- **Provided text**:
■ ■ ■ ■
Essential IRS and Georgia (GA) State Filing Requirements for S Corporations

A Guide to Tax Compliance and Best Practices for S Corporations and Single-Owner LLCs in the state of Georgia

Federal Requirements

1. Electing S Corporation Status for the LLC

For a single-member LLC to be treated as an S Corporation, both federal and state procedures must be followed.

Federal Election (Form 2553)

  • Form 2553: The single-owner LLC must first file Form 2553 with the IRS to elect S Corporation status at the federal level. This must be filed within 2 months and 15 days from the beginning of the tax year the election is to take effect.
  • Eligibility: The LLC must meet S Corporation eligibility requirements:
    • It must have only one owner/shareholder.
    • The owner must be a U.S. citizen or resident alien.
    • Only one class of stock (ownership) is allowed.
■ ■ ■ ■
- **Records shown**:
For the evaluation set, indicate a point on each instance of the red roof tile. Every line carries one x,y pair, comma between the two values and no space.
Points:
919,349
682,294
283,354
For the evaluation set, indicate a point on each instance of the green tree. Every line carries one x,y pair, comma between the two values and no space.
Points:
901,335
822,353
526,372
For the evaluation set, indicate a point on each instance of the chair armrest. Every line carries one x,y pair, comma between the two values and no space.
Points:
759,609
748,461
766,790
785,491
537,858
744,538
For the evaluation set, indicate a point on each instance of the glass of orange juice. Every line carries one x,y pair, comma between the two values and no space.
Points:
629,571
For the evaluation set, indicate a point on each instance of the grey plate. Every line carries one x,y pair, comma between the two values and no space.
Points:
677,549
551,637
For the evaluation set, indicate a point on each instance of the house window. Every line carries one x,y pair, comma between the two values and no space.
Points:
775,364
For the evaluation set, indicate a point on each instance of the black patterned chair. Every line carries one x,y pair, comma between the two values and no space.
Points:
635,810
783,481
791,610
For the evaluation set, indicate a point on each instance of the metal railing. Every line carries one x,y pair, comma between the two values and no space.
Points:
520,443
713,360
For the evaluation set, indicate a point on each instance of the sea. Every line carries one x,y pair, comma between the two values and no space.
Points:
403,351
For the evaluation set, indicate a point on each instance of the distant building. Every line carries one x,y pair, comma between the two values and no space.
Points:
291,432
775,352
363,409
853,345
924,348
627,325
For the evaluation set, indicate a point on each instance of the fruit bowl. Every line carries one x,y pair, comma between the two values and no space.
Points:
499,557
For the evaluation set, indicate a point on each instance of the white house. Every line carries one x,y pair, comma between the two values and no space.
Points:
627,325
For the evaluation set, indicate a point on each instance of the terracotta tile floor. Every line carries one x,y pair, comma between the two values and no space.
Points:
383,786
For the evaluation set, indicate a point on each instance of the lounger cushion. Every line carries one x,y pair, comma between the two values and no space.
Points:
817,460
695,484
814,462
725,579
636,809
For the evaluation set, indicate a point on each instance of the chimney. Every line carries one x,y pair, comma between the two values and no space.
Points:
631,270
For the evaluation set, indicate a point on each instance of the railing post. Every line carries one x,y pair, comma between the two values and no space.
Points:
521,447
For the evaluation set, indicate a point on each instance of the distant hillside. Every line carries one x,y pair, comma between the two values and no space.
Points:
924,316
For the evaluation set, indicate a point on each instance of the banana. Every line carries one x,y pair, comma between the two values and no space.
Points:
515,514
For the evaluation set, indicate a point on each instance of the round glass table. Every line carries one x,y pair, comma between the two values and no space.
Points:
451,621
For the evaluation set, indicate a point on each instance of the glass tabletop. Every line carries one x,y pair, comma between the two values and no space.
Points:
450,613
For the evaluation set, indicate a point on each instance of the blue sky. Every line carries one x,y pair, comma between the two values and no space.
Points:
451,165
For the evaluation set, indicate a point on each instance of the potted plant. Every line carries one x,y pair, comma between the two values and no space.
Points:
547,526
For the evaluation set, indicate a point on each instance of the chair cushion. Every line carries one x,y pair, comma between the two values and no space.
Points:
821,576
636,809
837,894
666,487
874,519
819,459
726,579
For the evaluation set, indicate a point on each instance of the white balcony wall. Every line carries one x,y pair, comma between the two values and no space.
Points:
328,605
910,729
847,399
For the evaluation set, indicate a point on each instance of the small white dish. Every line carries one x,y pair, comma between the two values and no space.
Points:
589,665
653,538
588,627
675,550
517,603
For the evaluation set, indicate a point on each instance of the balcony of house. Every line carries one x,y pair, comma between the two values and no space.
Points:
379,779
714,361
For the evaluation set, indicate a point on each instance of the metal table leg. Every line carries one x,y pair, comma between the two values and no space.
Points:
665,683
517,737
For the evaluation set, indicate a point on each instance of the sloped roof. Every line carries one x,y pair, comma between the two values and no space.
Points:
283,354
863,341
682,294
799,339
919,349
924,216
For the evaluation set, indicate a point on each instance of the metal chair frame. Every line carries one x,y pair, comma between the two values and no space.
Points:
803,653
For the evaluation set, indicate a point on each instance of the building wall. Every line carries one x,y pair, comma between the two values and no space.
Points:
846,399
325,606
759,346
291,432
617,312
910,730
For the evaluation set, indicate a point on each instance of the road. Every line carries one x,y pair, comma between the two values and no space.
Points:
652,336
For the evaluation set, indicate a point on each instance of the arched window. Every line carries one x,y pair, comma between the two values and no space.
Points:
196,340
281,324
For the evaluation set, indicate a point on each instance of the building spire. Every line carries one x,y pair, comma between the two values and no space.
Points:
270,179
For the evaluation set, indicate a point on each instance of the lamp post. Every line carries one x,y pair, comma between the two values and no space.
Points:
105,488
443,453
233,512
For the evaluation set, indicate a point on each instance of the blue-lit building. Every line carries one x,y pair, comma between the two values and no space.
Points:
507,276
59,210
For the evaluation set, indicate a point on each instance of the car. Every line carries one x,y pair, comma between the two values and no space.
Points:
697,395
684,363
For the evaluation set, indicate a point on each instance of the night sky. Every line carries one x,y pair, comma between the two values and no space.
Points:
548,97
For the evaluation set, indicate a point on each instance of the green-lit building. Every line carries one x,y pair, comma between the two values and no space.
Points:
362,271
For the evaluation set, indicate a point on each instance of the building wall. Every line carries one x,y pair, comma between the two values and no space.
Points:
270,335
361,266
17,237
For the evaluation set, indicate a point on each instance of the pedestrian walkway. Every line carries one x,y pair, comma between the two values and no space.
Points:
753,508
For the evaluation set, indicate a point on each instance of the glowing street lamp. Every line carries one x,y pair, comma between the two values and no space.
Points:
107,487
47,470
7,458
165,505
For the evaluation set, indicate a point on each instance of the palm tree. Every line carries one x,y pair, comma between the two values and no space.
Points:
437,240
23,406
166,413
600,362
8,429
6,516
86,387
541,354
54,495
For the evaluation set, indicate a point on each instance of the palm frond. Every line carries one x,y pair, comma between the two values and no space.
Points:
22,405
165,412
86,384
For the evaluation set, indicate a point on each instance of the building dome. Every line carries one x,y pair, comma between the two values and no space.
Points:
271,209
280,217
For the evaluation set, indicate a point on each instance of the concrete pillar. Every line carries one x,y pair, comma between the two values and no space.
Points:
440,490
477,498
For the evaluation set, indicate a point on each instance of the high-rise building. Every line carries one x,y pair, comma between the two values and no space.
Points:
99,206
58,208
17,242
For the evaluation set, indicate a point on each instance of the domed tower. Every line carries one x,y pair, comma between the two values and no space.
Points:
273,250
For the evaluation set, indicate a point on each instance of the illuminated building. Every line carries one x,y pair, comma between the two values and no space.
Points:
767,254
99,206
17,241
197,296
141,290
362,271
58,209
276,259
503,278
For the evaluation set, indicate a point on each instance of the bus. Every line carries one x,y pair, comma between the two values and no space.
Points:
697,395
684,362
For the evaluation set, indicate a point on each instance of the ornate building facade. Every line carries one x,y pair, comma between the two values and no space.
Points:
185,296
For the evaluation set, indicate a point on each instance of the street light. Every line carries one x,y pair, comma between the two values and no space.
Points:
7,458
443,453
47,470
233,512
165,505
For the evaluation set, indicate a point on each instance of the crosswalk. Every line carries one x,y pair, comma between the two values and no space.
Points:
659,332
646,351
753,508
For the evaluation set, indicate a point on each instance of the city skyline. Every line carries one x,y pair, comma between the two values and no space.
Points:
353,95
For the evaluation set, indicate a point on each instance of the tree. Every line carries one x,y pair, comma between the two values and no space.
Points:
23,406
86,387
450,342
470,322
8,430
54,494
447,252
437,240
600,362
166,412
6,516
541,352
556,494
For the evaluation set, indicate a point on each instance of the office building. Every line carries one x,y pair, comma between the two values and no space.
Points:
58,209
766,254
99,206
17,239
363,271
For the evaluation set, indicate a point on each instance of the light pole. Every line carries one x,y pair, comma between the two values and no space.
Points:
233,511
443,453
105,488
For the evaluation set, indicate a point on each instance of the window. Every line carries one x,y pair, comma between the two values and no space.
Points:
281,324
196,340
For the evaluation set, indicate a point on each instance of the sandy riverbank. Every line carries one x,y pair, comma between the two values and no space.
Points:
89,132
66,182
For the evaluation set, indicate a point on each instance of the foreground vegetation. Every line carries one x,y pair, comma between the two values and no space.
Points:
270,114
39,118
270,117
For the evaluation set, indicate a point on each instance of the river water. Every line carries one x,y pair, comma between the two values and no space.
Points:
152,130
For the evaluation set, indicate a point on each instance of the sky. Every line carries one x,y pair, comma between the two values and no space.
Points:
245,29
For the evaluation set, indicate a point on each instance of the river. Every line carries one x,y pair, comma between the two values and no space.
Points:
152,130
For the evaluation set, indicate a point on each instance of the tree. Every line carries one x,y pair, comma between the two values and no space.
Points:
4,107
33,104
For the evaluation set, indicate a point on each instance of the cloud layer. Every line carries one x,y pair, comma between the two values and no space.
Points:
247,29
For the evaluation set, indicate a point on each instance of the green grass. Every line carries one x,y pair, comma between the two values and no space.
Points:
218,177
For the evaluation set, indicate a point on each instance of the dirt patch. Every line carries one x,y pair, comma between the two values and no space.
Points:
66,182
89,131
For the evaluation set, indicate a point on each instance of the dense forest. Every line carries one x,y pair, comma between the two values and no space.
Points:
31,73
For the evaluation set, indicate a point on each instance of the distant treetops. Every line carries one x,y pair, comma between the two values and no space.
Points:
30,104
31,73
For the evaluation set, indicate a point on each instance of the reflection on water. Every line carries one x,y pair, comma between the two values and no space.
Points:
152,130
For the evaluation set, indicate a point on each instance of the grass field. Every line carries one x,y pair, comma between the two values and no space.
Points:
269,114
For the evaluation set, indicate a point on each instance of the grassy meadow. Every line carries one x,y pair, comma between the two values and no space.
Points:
■ ■ ■ ■
- **Set of tasks**:
1. Answer the following questions using the S corporation filing guide.
(a) Which form must the single-owner LLC file with the IRS to elect S Corporation status at the federal level?
(b) Within what period must that form be filed?
(c) How many classes of stock does the guide say are allowed?
2. Quote from the S corporation filing guide everything from "Essential IRS and" down to "must be followed.".

- **Exercise answers**:
1.
(a) Form 2553.
(b) Within 2 months and 15 days from the beginning of the tax year the election is to take effect.
(c) Only one class of stock (ownership).

2.
Essential IRS and Georgia (GA) State Filing Requirements for S Corporations

A Guide to Tax Compliance and Best Practices for S Corporations and Single-Owner LLCs in the state of Georgia

Federal Requirements

1. Electing S Corporation Status for the LLC

For a single-member LLC to be treated as an S Corporation, both federal and state procedures must be followed.